#### SOURCE PASSAGE:
** START **
Delays in reducing CO2e emissions will make it much harder to confront these challenges, because the inertia of the climate system implies that the impact of overshooting greenhouse gas emissions will be felt for centuries. It is, then, practically impossible to compensate slow progress in mitigation today through faster advances in the future; by the same token, the costs of mitigation will tend to increase exponentially, because impacts worsen and cheaper options disappear as economies lock themselves into high-carbon infrastrutures, systems of production and patterns of consumption. Despite the unprecedented gravity of the challenge of climate change, political systems have virtually ignored it, the oil industry (probably the most powerful lobby in the world) has predictably resisted, and most countries have taken only token measures to reduce emissions and mitigate the consequences of global warming.
In this context, scientists have calculated a global ‘carbon budget’, based the emissions that can occur for a given temperature limit. In brief:
Terrestrial ecosystems hold about 2,300 Gt of carbon – roughly 500 Gt in above-ground biomass and about three times that amount in the soils … The atmosphere currently contains about 824 gigatons (Gt) of carbon. Human-caused emissions of carbon in 2007 totaled about 9 Gt of carbon, of which about 7.7 Gt were from the combustion of fossil fuel and the rest were from changes in land cover … The atmospheric concentration of CO2 is currently increasing at a rate of about 2 parts per million (ppm) a year, which is equivalent to an increase in the atmospheric loading of carbon by about 4 Gt of carbon a year … The rest of the CO2 emissions are being taken up by “carbon sinks” – the ocean and terrestrial ecosystems. The oceans take up about 2 Gt of carbon a year … [T]errestrial ecosystems are … taking up the excess (WDR 2010, p.71).
These numbers allow the calculation of how much additional carbon emissions would be compatible with the Paris goals. The results are stark; they imply that the world must curtail the consumption of fossil fuels immediately, since the potential emissions from the oil and gas fields and coal mines already in use would, themselves, warm the planet beyond 2 degrees. Extraction from the existing oil and gas fields, alone, would already take the world beyond 1.5 degrees celsius. The implication is clear: there is no room for new production. It follows that, in order to sustain the conditions for recognisable forms of life on Earth, countries cannot consume all the fossil fuels that are technically recoverable, and that a large share of the known reserves of oil, gas and coal (in what follows, abbreviated to ‘oil’) can never be extracted.
** END **
#### MATERIAL PROVIDED:
** START **
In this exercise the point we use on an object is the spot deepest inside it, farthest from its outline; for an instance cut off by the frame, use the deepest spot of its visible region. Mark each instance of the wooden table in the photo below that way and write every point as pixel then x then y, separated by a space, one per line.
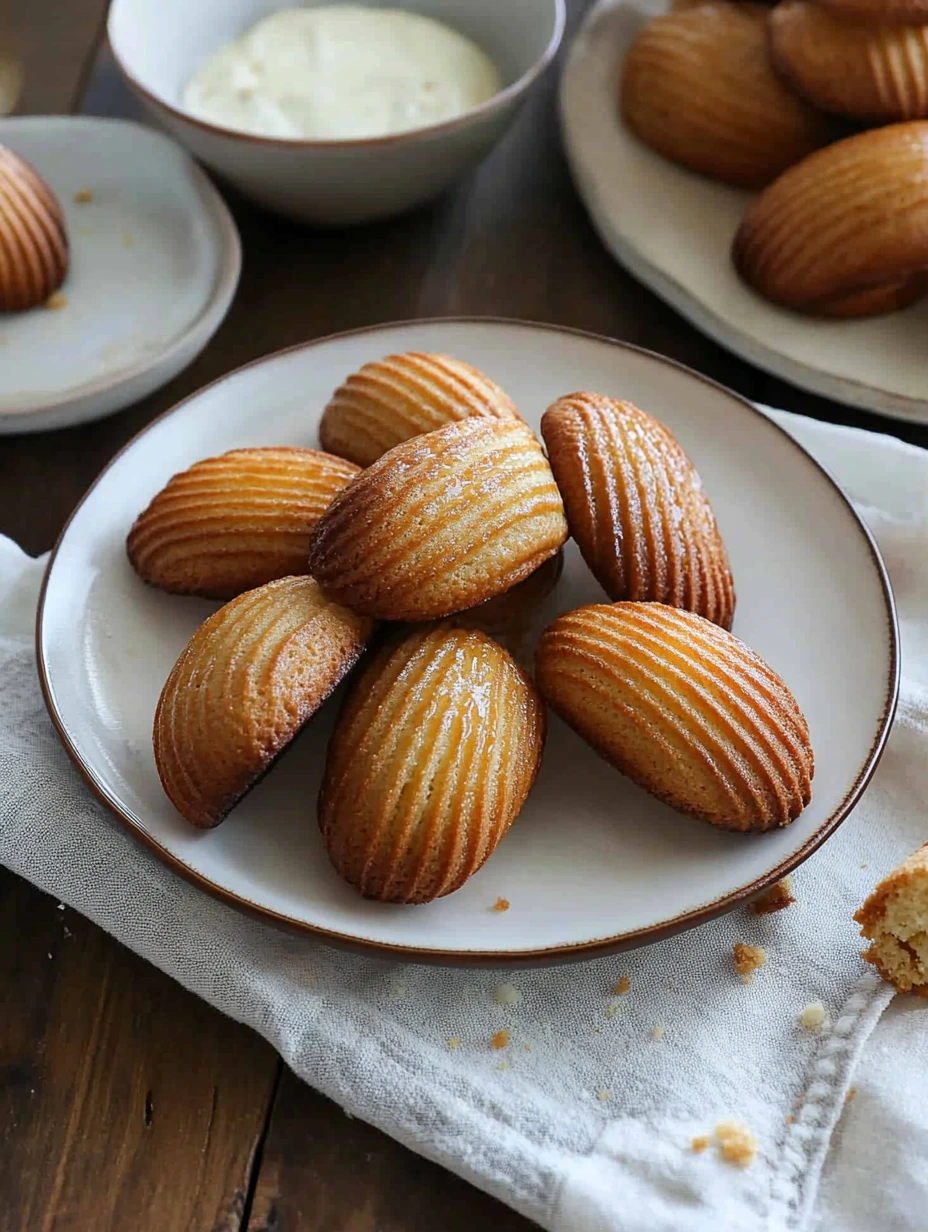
** END **
#### TO BE DONE:
Set down the climate passage word for word, starting at "These numbers allow" and ending at "never be extracted.". Answer from the climate passage alone, not from the listing.

#### EXERCISE ANSWER:
These numbers allow the calculation of how much additional carbon emissions would be compatible with the Paris goals. The results are stark; they imply that the world must curtail the consumption of fossil fuels immediately, since the potential emissions from the oil and gas fields and coal mines already in use would, themselves, warm the planet beyond 2 degrees. Extraction from the existing oil and gas fields, alone, would already take the world beyond 1.5 degrees celsius. The implication is clear: there is no room for new production. It follows that, in order to sustain the conditions for recognisable forms of life on Earth, countries cannot consume all the fossil fuels that are technically recoverable, and that a large share of the known reserves of oil, gas and coal (in what follows, abbreviated to ‘oil’) can never be extracted.